• Selected passage:
= Beginning of Section =

Over the next two years oil production did increase slightly. But the frenetic drilling of new wells had the effect of making matters even more chaotic, exacerbating the problem of waterlogged fields. By 1988 Soviet production was in steep and irreversible decline. Even more alarming, at least in the short term, was a decision by Saudi Arabia in the summer of 1985 to increase its oil production dramatically. Shortly after Gorbachev’s visit to Siberia, world oil prices crashed. By the first quarter of 1986 the Soviet Union would be able to fetch no more than ten to twelve dollars a barrel for its oil, compared with a peak of nearly forty dollars in 1980. During Gorbachev’s first two years in office the country’s hard currency export earnings fell by almost a third.
Perestroika was doomed before it had even begun.
GORBACHEV’S TRIP TO Western Siberia turned out to be important for another reason: It marked the high point of his ill-conceived antialcohol campaign, which did more to alienate the Russian people than any other single action. With hindsight, it was probably the most spectacular blunder committed by the new leadership during the early stage of perestroika.

= End of Section =

• Recorded data:
= Beginning of Section =

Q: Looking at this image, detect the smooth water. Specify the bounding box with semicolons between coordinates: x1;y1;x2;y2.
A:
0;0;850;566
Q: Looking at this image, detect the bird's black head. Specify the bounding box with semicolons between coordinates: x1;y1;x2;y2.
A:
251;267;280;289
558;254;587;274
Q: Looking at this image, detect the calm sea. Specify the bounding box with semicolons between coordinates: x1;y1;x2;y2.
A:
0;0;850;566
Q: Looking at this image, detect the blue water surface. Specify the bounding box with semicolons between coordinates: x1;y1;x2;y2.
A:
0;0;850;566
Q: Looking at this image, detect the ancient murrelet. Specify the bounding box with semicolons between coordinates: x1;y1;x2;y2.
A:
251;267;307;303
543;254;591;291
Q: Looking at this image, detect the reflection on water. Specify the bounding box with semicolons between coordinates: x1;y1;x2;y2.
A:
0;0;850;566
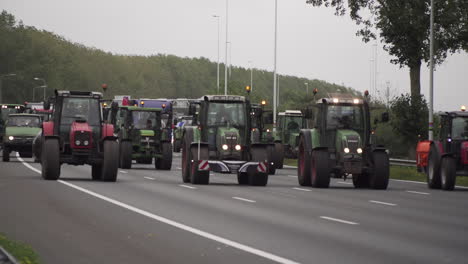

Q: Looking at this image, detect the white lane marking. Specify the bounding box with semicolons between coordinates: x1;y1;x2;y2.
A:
293;187;310;192
406;191;430;195
338;181;352;185
232;196;255;203
179;184;197;190
320;216;359;225
369;200;397;206
18;155;299;264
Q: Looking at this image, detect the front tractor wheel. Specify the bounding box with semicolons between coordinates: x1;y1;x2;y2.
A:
120;141;132;169
101;140;119;182
440;157;456;191
41;138;60;181
311;150;330;188
297;135;312;186
369;152;390;190
154;142;172;170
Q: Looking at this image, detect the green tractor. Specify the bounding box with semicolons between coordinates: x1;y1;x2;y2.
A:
250;100;284;175
108;103;172;170
298;91;389;189
276;110;306;159
182;95;274;186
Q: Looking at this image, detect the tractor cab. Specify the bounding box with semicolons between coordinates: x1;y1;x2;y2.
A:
416;106;468;191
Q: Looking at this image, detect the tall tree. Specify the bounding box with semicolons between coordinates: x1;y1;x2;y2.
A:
306;0;468;96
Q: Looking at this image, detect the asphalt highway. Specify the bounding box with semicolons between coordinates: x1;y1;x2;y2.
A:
0;154;468;264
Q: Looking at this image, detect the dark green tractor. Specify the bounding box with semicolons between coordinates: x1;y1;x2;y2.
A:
108;103;172;170
182;95;274;186
298;91;389;189
276;110;306;159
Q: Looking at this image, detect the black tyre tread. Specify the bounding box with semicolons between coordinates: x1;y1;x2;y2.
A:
311;150;330;188
440;157;457;191
120;141;132;169
297;134;312;186
101;140;119;182
369;151;390;190
41;138;60;181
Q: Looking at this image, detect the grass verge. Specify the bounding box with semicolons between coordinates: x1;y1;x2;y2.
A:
0;233;40;264
284;159;468;186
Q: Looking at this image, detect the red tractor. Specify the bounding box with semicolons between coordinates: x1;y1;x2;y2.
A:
416;106;468;191
34;91;119;182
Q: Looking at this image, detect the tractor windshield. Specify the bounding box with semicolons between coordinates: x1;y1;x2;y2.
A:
132;111;161;130
452;117;468;140
61;97;101;126
7;116;41;127
327;105;364;130
208;102;245;127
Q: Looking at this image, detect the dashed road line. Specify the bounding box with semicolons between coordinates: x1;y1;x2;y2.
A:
369;200;397;206
293;187;310;192
232;196;256;203
179;184;197;190
320;216;359;225
406;191;430;195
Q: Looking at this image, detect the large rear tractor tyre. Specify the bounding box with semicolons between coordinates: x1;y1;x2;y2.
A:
426;145;442;189
353;173;369;189
311;150;330;188
101;140;119;182
41;138;60;181
2;147;10;162
91;164;102;181
440;157;456;191
275;142;284;169
297;136;312;186
120;141;132;169
369;151;390;190
154;142;172;170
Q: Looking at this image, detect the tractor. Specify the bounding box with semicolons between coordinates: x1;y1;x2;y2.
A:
276;110;306;159
33;90;119;182
108;102;172;170
182;95;274;186
416;106;468;191
250;100;284;175
298;90;389;189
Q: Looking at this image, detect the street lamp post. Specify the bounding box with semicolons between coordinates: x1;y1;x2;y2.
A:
224;0;229;95
213;15;219;94
33;77;47;102
0;73;16;103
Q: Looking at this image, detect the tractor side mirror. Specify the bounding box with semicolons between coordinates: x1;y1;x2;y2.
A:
381;112;390;123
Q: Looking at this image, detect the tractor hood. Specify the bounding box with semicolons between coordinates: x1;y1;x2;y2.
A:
335;129;362;153
5;127;41;137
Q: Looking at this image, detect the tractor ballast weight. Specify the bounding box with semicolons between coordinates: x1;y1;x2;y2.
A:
298;94;389;189
37;90;118;182
108;102;172;170
416;107;468;191
182;95;274;186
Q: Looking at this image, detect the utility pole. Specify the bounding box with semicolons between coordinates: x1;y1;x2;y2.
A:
428;0;434;140
224;0;229;95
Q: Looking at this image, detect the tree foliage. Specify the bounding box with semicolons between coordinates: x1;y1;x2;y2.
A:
307;0;468;95
0;11;359;110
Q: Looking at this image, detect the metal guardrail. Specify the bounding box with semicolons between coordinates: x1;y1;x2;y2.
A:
390;159;416;167
0;247;19;264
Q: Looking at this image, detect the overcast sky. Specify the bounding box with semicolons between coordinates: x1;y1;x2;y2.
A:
0;0;468;110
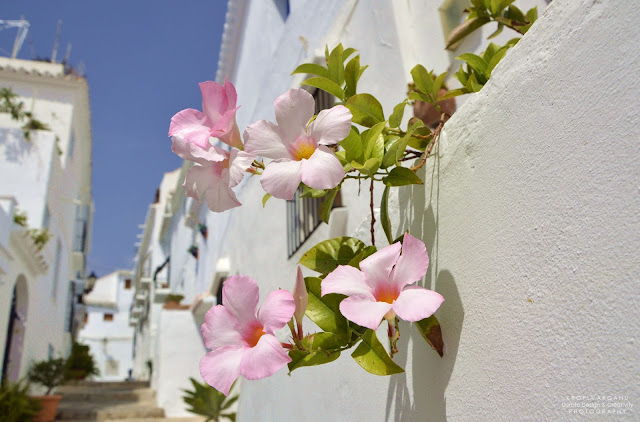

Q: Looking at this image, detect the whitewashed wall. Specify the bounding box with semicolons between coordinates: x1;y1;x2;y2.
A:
78;271;134;381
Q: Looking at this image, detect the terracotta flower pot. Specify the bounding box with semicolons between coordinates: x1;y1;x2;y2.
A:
33;395;62;422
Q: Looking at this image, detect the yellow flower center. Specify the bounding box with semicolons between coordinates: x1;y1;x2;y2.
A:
290;136;318;161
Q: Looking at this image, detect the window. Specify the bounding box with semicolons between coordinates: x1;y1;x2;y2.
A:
287;89;335;258
73;205;91;253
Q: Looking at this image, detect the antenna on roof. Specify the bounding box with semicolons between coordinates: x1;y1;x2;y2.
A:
62;44;71;64
51;19;62;63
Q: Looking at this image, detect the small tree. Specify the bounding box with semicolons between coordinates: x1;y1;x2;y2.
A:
27;358;66;395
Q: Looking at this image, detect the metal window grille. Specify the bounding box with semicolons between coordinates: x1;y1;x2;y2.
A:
287;89;335;258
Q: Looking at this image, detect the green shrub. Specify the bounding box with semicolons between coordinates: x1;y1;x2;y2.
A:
65;343;100;380
0;380;41;422
27;358;66;395
182;378;238;422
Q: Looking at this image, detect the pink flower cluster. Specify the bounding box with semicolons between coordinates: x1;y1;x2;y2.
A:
169;82;352;212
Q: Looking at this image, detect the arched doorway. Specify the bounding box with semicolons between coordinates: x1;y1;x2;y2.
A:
2;274;29;382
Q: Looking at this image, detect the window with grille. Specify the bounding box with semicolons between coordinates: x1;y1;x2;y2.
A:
287;89;335;258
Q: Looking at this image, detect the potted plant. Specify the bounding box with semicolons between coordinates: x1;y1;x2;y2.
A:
163;294;189;309
0;379;42;422
65;343;99;381
27;358;65;422
182;378;238;422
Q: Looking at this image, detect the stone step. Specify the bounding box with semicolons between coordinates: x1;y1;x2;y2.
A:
56;401;164;421
56;386;155;403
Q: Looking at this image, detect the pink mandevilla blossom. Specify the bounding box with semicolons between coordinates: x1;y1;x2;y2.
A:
169;81;242;161
183;146;255;212
200;276;295;395
244;89;352;199
322;233;444;330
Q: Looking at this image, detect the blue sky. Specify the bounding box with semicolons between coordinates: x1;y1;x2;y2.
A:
0;0;227;276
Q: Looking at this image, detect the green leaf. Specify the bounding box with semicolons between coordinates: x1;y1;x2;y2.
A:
445;16;491;50
304;277;348;336
327;44;344;86
344;56;360;98
351;158;382;176
342;47;358;61
456;53;489;75
349;246;378;269
300;76;344;101
340;127;364;163
380;185;397;244
415;315;444;357
389;100;407;127
362;122;387;162
345;94;384;127
431;72;447;98
291;63;329;78
351;329;404;375
318;185;340;224
299;237;365;274
411;64;433;94
382;167;424;186
262;193;271;208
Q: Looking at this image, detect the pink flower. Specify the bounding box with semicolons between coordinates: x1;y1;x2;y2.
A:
169;81;242;161
245;89;352;199
183;146;255;212
322;234;444;330
200;276;295;395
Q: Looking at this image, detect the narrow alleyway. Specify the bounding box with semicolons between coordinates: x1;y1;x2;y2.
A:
56;381;204;422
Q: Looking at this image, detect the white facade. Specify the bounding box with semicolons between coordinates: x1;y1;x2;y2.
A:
127;0;640;421
0;57;92;380
78;270;136;381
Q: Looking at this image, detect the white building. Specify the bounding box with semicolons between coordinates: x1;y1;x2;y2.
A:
132;0;640;421
0;57;92;381
78;270;136;381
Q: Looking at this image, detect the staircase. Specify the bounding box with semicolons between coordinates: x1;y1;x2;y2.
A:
56;381;204;422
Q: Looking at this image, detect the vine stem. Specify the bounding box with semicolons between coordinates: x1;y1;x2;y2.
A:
411;113;446;171
369;178;376;246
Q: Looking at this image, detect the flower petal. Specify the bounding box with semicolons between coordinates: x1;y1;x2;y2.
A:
244;120;292;160
200;305;245;349
260;158;301;199
169;108;211;148
340;295;392;330
320;265;373;300
309;105;353;145
229;149;256;187
240;334;291;380
273;88;316;146
171;136;227;164
300;145;344;189
393;286;444;322
391;233;429;289
222;275;260;327
198;81;230;124
200;346;247;396
258;290;296;333
360;242;402;288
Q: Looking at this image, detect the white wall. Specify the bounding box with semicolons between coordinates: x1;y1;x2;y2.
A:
78;271;134;381
201;0;640;421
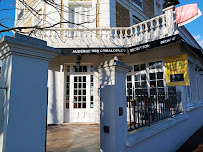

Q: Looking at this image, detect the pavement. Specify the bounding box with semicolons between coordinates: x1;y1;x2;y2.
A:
46;124;100;152
46;124;203;152
176;127;203;152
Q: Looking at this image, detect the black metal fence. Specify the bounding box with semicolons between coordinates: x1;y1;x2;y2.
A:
127;87;182;131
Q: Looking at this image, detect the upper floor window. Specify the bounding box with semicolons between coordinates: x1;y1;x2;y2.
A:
69;5;91;27
155;0;163;16
34;8;43;26
132;15;142;25
132;0;143;8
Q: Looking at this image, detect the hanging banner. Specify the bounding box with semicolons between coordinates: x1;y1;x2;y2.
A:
62;48;127;55
165;54;190;86
175;4;202;26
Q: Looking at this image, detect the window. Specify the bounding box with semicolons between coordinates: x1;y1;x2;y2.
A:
127;61;166;100
132;0;143;8
132;15;142;25
90;75;94;108
73;66;87;72
69;5;91;27
155;0;163;16
34;8;43;27
66;75;70;109
73;76;87;109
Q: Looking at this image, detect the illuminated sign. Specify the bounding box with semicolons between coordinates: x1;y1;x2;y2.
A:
165;54;190;86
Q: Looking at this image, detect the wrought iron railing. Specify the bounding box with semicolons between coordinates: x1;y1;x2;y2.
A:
29;10;178;48
127;87;182;131
132;0;143;8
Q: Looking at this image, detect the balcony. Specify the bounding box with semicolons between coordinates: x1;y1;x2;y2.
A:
132;0;143;8
30;7;178;48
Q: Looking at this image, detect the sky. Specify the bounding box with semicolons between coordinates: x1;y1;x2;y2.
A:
0;0;203;65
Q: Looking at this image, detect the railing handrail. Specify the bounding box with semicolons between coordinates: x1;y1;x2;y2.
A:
35;14;166;31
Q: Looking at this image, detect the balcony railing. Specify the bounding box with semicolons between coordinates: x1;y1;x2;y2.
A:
132;0;143;8
127;87;182;131
31;6;177;48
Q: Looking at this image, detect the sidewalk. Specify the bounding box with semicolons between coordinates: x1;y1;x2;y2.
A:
46;124;100;152
176;127;203;152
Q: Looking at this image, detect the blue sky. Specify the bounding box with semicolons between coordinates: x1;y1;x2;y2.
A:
0;0;203;65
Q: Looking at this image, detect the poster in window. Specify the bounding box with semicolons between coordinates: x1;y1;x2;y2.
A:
165;54;190;86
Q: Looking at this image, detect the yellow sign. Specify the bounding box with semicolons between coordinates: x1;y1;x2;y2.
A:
165;54;190;86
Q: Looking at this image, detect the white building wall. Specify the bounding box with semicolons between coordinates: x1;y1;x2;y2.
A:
125;104;203;152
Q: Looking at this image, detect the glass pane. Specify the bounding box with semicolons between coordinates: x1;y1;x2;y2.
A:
149;73;156;80
90;66;94;72
67;75;69;82
157;72;163;79
135;82;141;88
157;80;164;87
82;103;86;108
79;66;82;72
78;90;82;95
74;77;77;82
134;65;140;71
150;81;156;87
74;103;77;108
75;67;79;72
140;64;146;70
78;96;82;101
67;66;70;72
66;83;69;89
149;62;156;69
135;74;140;81
73;66;76;72
66;102;69;109
83;66;87;72
156;61;163;68
74;90;77;95
79;77;82;82
74;83;77;88
141;74;146;80
78;103;82;108
90;102;94;108
66;90;69;95
82;96;86;101
141;81;147;88
74;96;77;102
83;76;86;82
127;83;132;88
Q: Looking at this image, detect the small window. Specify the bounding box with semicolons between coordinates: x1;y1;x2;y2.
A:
149;61;163;69
66;75;70;109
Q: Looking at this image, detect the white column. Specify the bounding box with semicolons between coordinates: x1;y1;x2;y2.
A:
98;59;131;152
99;0;116;27
0;34;59;152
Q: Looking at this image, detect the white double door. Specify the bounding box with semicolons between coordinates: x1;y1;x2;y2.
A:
69;75;94;122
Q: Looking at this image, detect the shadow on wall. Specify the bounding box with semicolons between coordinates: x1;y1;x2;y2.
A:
0;58;11;150
48;63;58;124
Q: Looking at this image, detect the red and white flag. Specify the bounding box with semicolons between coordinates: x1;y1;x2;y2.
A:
175;4;202;26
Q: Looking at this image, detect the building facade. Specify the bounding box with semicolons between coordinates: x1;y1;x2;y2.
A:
15;0;203;124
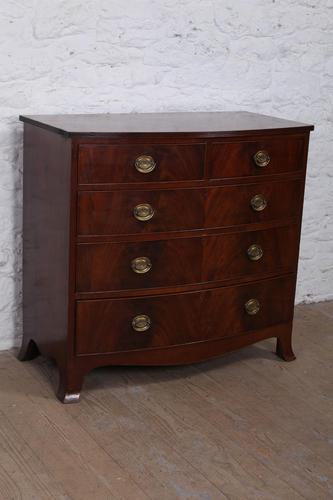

= End of Section =

• Parts of the exercise:
(a) Turn the paragraph of the passage on Soviet oil and Gorbachev that begins "Over the next two years oil production" into a short list that keeps its main facts.
(b) Answer these questions from the passage on Soviet oil and Gorbachev:
(i) By the first quarter of 1986, how much a barrel could the Soviet Union get for its oil?
(ii) Gorbachev's trip to Western Siberia marked the high point of which campaign?
(iii) What does the passage call probably the most spectacular blunder of the new leadership early in perestroika?
The lines have nothing to do with the passage on Soviet oil and Gorbachev.

• Outputs by task:
(a)
- Oil production rose slightly over the next two years.
- Hurried drilling of new wells made things more chaotic and worsened waterlogged fields.
- By 1988 Soviet production was in steep, permanent decline.
- In summer 1985 Saudi Arabia sharply increased its oil production.
- World oil prices crashed soon after Gorbachev's visit to Siberia.
- By early 1986 Soviet oil sold for only ten to twelve dollars a barrel, down from nearly forty dollars in 1980.
- In Gorbachev's first two years, hard currency export earnings fell by almost a third.

(b)
(i) No more than ten to twelve dollars a barrel.
(ii) His antialcohol campaign.
(iii) The antialcohol campaign.